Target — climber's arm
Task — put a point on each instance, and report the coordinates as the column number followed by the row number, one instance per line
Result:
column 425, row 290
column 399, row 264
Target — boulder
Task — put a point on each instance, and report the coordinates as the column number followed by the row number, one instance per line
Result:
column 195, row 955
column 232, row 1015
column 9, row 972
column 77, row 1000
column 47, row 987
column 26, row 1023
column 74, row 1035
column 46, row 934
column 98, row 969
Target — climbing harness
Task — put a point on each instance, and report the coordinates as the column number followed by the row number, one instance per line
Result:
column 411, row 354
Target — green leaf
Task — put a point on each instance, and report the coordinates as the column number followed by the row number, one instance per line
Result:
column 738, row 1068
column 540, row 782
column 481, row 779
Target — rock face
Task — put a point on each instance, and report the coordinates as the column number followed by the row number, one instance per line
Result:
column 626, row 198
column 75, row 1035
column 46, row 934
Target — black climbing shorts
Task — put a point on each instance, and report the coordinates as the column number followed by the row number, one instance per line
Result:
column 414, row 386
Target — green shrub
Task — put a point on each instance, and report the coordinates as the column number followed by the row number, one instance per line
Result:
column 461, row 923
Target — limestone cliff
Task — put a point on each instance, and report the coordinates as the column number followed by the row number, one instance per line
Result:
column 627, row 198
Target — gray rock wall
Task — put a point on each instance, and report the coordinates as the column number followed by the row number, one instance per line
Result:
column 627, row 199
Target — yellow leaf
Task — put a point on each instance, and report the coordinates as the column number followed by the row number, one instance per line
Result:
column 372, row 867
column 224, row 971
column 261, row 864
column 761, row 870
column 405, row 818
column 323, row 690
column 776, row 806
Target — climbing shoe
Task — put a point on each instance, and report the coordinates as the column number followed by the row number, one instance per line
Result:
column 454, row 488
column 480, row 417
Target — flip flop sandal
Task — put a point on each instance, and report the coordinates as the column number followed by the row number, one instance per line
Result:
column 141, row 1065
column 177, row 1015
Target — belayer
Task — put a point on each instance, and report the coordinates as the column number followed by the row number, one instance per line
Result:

◆ ◆ ◆ ◆ ◆ ◆ ◆

Give every line of the records above as a JSON list of strings, one string per line, with blank lines left out.

# Response for this exercise
[
  "Target — climber's arm",
  "Task — put a point on each instance, and report the coordinates as the column number followed by the row number, one instance per line",
  "Result:",
  "column 425, row 290",
  "column 399, row 264",
  "Target — boulder",
  "Task — put a point on each instance, and report the coordinates as the column number followed by the row number, one instance per line",
  "Result:",
  "column 195, row 955",
  "column 232, row 1015",
  "column 9, row 972",
  "column 77, row 1000",
  "column 47, row 987",
  "column 26, row 1023",
  "column 74, row 1035",
  "column 46, row 934",
  "column 98, row 969",
  "Target — climbing harness",
  "Task — put a point on each instance, and report the coordinates as the column number followed by the row number, one instance per line",
  "Result:",
  "column 411, row 354",
  "Target — green leaf",
  "Task — put a point on each instance, and report the coordinates as the column number followed by the row number, one instance per line",
  "Result:",
  "column 738, row 1068",
  "column 540, row 782",
  "column 481, row 779",
  "Target — rock face",
  "Task — put a point on each instance, and report the coordinates as the column number followed by the row number, one instance per line",
  "Result:",
  "column 626, row 198",
  "column 75, row 1035",
  "column 46, row 934",
  "Target — black climbing shorts",
  "Task — put a point on each instance, and report the coordinates as the column number followed by the row number, one instance per line",
  "Result:",
  "column 414, row 386",
  "Target — green shrub",
  "Task — put a point on each instance, and report the coordinates as the column number followed by the row number, one instance per line",
  "Result:",
  "column 461, row 923",
  "Target — limestone cliff",
  "Task — put a point on each instance, and report the coordinates as the column number followed by the row number, one instance per line",
  "Result:",
  "column 627, row 198",
  "Target — gray rock wall",
  "Task — put a point on each instance, and report the coordinates as the column number followed by the row number, one instance per line",
  "Result:",
  "column 627, row 199",
  "Target — yellow leaf",
  "Task — put a point on each instance, and report the coordinates as the column number followed by the row number, one instance per line",
  "Result:",
  "column 372, row 867",
  "column 224, row 971",
  "column 261, row 864",
  "column 761, row 870",
  "column 405, row 818",
  "column 323, row 690",
  "column 776, row 806",
  "Target — climbing shoe",
  "Task — put a point on each instance, and report the coordinates as the column number followed by the row number, one instance per line",
  "Result:",
  "column 454, row 488",
  "column 480, row 417",
  "Target — flip flop sandal",
  "Task — put a point on each instance, and report the coordinates as the column number followed by the row number, one instance per line",
  "Result:",
  "column 141, row 1065",
  "column 177, row 1015",
  "Target — belayer",
  "Task — put a point on each instance, and report the coordinates as the column number followed by the row number, one instance per line",
  "Result:"
]